### Work required
Copy the lines of the records word for word, starting at the line that contains "form [(391, 426)]." and ending at the line that contains "[(45, 94), (279, 223)]", with both of those lines included.

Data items
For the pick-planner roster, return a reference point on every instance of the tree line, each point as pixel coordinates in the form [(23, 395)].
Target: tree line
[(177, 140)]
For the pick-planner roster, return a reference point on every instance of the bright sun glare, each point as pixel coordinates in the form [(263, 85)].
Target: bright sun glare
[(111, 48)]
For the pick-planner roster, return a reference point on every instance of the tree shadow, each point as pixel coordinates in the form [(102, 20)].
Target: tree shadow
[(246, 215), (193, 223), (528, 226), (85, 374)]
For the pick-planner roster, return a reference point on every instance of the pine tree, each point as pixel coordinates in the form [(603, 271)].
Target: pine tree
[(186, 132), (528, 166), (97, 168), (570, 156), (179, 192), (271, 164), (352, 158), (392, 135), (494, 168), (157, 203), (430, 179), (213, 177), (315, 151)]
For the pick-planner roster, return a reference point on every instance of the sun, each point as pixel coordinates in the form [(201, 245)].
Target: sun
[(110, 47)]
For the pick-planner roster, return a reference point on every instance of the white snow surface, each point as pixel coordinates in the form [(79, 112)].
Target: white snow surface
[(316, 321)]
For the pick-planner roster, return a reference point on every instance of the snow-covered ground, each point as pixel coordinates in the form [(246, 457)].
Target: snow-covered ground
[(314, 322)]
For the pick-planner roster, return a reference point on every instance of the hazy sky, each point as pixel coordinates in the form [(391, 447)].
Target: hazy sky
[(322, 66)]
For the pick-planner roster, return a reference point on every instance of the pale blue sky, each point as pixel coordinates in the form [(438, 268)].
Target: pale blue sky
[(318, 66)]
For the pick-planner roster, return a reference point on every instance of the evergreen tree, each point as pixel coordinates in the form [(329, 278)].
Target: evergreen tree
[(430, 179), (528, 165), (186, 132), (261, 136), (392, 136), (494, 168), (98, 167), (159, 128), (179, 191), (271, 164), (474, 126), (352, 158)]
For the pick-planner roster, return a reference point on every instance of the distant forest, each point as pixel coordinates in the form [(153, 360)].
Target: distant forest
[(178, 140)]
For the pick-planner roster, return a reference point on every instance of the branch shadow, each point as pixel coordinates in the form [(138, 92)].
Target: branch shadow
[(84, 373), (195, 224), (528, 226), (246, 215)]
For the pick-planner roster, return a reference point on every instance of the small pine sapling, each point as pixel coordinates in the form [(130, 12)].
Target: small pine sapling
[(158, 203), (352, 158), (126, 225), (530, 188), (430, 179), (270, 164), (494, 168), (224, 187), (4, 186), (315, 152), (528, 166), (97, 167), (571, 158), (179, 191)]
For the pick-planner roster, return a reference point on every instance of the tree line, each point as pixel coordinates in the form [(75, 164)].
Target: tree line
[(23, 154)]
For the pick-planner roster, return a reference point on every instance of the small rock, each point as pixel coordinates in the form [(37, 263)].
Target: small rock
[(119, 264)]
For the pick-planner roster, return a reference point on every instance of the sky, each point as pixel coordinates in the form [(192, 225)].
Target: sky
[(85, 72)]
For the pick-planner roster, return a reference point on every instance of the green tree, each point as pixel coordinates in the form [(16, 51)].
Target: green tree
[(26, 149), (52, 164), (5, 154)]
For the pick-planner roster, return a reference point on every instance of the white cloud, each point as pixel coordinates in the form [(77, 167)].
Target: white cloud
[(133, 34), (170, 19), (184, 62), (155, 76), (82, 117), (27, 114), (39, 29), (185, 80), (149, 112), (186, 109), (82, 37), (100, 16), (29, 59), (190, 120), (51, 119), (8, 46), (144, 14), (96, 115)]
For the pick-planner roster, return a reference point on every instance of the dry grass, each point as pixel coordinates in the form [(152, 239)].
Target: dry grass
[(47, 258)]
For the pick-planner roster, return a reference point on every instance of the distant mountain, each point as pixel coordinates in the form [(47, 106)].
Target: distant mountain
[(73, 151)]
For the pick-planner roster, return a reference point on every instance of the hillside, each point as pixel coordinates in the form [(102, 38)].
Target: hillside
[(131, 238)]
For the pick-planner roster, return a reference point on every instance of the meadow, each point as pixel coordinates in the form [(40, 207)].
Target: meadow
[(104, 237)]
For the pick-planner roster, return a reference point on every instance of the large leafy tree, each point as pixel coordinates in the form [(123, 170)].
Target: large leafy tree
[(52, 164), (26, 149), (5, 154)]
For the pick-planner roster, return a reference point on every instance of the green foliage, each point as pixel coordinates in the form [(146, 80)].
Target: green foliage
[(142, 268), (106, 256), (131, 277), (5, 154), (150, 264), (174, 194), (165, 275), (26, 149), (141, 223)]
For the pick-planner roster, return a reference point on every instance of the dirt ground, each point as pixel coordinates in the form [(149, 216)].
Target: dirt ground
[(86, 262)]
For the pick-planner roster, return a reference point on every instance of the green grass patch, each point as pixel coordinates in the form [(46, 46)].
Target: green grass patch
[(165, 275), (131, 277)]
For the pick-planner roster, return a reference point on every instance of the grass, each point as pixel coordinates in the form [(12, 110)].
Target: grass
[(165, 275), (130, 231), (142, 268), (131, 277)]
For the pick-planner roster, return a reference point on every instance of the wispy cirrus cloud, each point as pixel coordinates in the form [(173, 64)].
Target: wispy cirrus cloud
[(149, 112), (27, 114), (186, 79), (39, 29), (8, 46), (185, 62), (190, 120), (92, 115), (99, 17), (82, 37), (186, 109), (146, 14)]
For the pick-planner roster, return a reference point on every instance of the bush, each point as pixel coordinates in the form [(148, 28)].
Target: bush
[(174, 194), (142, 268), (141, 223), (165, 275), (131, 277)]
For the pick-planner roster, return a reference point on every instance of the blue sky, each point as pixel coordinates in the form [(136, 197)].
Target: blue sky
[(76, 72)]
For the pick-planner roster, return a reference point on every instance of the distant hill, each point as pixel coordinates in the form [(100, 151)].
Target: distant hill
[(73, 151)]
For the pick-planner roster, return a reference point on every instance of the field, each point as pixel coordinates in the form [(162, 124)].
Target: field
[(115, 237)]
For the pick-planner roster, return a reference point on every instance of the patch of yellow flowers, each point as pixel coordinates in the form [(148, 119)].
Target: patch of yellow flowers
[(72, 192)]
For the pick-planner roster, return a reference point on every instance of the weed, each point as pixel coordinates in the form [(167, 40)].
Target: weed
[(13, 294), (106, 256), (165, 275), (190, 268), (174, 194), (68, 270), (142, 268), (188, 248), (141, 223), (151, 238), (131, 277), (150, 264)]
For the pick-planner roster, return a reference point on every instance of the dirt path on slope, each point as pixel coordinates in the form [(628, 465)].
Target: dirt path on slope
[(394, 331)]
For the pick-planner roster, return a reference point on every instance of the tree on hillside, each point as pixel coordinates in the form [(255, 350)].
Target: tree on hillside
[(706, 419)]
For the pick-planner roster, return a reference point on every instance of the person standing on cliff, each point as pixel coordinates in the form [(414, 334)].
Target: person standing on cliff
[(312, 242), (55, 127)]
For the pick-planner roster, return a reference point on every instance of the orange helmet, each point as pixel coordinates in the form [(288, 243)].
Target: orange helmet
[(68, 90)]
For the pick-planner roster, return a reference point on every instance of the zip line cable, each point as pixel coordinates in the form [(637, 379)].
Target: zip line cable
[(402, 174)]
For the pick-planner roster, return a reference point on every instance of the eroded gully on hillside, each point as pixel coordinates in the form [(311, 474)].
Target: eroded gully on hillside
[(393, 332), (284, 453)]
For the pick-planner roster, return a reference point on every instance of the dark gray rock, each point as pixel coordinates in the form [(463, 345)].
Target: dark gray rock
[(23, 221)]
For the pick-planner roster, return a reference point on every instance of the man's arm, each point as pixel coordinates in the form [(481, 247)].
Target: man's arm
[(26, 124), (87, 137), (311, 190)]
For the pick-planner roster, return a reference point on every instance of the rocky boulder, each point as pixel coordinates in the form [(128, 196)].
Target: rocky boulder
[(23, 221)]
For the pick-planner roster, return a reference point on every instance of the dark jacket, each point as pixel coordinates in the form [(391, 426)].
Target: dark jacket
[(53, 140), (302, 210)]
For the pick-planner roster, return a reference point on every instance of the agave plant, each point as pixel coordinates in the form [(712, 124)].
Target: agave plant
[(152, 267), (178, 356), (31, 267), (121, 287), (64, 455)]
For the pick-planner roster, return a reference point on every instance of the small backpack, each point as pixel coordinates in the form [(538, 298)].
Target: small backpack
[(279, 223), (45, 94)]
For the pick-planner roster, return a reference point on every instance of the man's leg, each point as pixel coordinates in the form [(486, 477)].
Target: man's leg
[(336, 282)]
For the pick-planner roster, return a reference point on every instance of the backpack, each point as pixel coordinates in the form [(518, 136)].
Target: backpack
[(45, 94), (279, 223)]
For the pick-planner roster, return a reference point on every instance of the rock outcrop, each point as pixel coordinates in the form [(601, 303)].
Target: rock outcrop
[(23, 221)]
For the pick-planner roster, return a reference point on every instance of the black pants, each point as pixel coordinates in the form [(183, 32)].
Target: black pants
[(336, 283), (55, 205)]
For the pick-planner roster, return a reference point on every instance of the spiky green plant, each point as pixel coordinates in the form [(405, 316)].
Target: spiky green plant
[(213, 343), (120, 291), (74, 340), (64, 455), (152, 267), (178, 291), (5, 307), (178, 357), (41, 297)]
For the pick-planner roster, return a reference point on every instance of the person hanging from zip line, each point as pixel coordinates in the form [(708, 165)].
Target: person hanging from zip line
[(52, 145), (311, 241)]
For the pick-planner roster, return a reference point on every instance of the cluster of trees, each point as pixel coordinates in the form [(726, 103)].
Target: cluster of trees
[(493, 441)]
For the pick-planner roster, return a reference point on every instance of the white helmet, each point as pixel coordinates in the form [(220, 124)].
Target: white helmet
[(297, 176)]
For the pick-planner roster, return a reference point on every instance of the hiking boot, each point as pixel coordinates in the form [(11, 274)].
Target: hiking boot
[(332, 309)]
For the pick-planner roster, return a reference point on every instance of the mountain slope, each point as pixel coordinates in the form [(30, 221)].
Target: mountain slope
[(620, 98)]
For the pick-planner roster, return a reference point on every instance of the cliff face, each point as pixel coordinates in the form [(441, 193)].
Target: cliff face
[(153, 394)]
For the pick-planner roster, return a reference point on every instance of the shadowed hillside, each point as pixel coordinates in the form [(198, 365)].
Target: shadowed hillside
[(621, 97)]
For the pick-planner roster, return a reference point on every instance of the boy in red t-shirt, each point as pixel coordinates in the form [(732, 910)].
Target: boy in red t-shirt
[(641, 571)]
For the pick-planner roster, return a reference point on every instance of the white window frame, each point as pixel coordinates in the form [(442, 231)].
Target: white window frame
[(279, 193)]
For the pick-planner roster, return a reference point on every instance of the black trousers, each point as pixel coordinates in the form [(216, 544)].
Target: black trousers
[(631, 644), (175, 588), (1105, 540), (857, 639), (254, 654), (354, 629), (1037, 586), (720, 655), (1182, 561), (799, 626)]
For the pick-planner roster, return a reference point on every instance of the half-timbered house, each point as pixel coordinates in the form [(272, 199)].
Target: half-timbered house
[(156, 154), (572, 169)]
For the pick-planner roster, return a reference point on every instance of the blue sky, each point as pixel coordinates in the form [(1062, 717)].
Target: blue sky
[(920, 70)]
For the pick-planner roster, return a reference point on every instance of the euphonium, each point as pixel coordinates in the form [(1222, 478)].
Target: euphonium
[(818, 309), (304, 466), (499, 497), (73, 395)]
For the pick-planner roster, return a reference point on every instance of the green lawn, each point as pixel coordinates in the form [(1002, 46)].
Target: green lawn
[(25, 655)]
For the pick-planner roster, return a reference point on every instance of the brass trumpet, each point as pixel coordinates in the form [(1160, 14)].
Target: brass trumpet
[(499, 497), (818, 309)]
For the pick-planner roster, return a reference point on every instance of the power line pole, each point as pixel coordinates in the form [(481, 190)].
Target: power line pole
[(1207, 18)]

### Correct answer
For the pick-planner roster, return a reference point on every instance of the dark jacket, each point as pixel coordinates in the form [(391, 426)].
Target: dark jacket
[(53, 140), (302, 210)]
For the pick-planner roster, return a reference point on every instance of the agave plant, each point as pixel coordinates in the form [(712, 124)].
Target: agave plant
[(152, 267), (178, 356), (31, 267), (121, 287), (64, 455)]
For the pick-planner roster, return a reference point on every instance of the small backpack, each point as pixel coordinates in the form [(538, 298)].
Target: small backpack
[(279, 223), (45, 94)]
For the pick-planner roster, return a reference point on every instance of the man's leg, each point as pixel coordinates in the form [(486, 477)].
Target: man's leg
[(336, 282)]
For the pick-planner roster, return a reference point on every instance of the backpack, each point as pixel coordinates in the form [(518, 136)].
Target: backpack
[(45, 94), (279, 223)]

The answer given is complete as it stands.